▶ [Records to use]
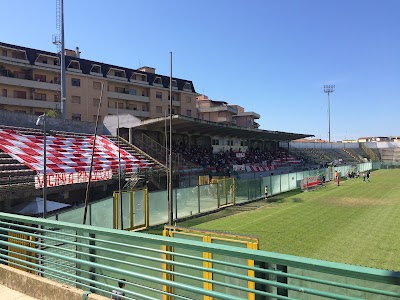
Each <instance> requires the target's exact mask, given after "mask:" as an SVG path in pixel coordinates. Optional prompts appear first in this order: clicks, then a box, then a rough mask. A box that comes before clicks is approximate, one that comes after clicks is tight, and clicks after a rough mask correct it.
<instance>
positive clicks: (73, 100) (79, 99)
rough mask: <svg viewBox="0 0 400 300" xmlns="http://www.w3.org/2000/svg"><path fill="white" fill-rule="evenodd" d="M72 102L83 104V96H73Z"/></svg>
mask: <svg viewBox="0 0 400 300" xmlns="http://www.w3.org/2000/svg"><path fill="white" fill-rule="evenodd" d="M71 102H72V103H75V104H81V97H80V96H72V97H71Z"/></svg>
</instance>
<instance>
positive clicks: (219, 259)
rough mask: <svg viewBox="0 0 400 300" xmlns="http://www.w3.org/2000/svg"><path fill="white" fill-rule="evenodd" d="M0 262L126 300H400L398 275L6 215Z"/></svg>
mask: <svg viewBox="0 0 400 300" xmlns="http://www.w3.org/2000/svg"><path fill="white" fill-rule="evenodd" d="M249 261H253V263H252V264H251V263H249ZM0 262H1V263H3V264H8V265H10V266H14V267H18V268H20V269H23V270H26V271H29V272H31V273H34V274H37V275H39V276H43V277H45V278H49V279H51V280H54V281H57V282H62V283H63V284H68V285H70V286H74V287H77V288H80V289H82V290H85V291H87V290H90V291H92V292H94V293H97V294H100V295H104V296H107V297H109V296H110V295H111V291H112V290H113V289H117V288H116V286H117V282H118V281H119V280H120V279H121V278H123V279H124V281H125V282H126V287H125V288H124V292H125V295H126V296H125V297H124V299H211V298H213V299H229V300H230V299H398V298H400V273H399V272H391V271H387V270H379V269H372V268H366V267H358V266H352V265H345V264H339V263H332V262H326V261H320V260H314V259H307V258H301V257H296V256H290V255H284V254H277V253H272V252H265V251H258V250H251V249H245V248H239V247H234V246H229V245H222V244H210V243H204V242H200V241H196V240H187V239H182V238H172V237H163V236H155V235H148V234H143V233H136V232H128V231H121V230H114V229H107V228H99V227H94V226H89V225H80V224H71V223H65V222H59V221H51V220H44V219H37V218H31V217H24V216H17V215H13V214H7V213H0Z"/></svg>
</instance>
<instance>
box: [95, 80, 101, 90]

▶ [Your goal]
With the pictures removed, return each record above exactly as given.

▶ [Answer for this exercise]
Each <instance> requires the target's exact mask, given after "mask:" as an SVG path in pixel coordinates. Optional prompts appear first in this order: clicks, then a box, then a rough mask. A box that comes before clicks is approximate, one that comes after clicks is tight, and clicks after a rough mask correct it.
<instance>
positive clicks: (73, 100) (79, 99)
rough mask: <svg viewBox="0 0 400 300" xmlns="http://www.w3.org/2000/svg"><path fill="white" fill-rule="evenodd" d="M72 102L83 104V96H73Z"/></svg>
mask: <svg viewBox="0 0 400 300" xmlns="http://www.w3.org/2000/svg"><path fill="white" fill-rule="evenodd" d="M71 102H72V103H75V104H81V97H80V96H72V97H71Z"/></svg>
</instance>
<instance>
positive clicks: (219, 259)
rough mask: <svg viewBox="0 0 400 300" xmlns="http://www.w3.org/2000/svg"><path fill="white" fill-rule="evenodd" d="M0 262L126 300H400L398 275L6 215Z"/></svg>
mask: <svg viewBox="0 0 400 300" xmlns="http://www.w3.org/2000/svg"><path fill="white" fill-rule="evenodd" d="M249 261H253V263H252V264H251V263H249ZM0 262H1V263H3V264H8V265H10V266H14V267H18V268H20V269H23V270H26V271H29V272H31V273H34V274H37V275H39V276H43V277H45V278H49V279H51V280H54V281H57V282H62V283H63V284H68V285H70V286H74V287H77V288H80V289H82V290H85V291H87V290H90V291H92V292H94V293H97V294H100V295H104V296H107V297H109V296H110V295H111V291H112V290H113V289H117V288H116V286H117V282H118V281H119V280H120V279H121V278H123V279H124V281H125V282H126V287H125V288H124V292H125V295H126V296H125V297H124V299H211V298H213V299H229V300H230V299H398V298H400V273H399V272H391V271H387V270H379V269H372V268H366V267H358V266H352V265H345V264H339V263H332V262H326V261H320V260H314V259H307V258H301V257H296V256H290V255H284V254H277V253H272V252H265V251H258V250H251V249H245V248H239V247H234V246H229V245H222V244H210V243H204V242H200V241H196V240H187V239H182V238H172V237H163V236H155V235H148V234H143V233H136V232H128V231H121V230H114V229H107V228H99V227H94V226H89V225H80V224H71V223H65V222H59V221H51V220H44V219H37V218H31V217H24V216H17V215H13V214H7V213H0Z"/></svg>
</instance>
<instance>
box: [95, 80, 101, 90]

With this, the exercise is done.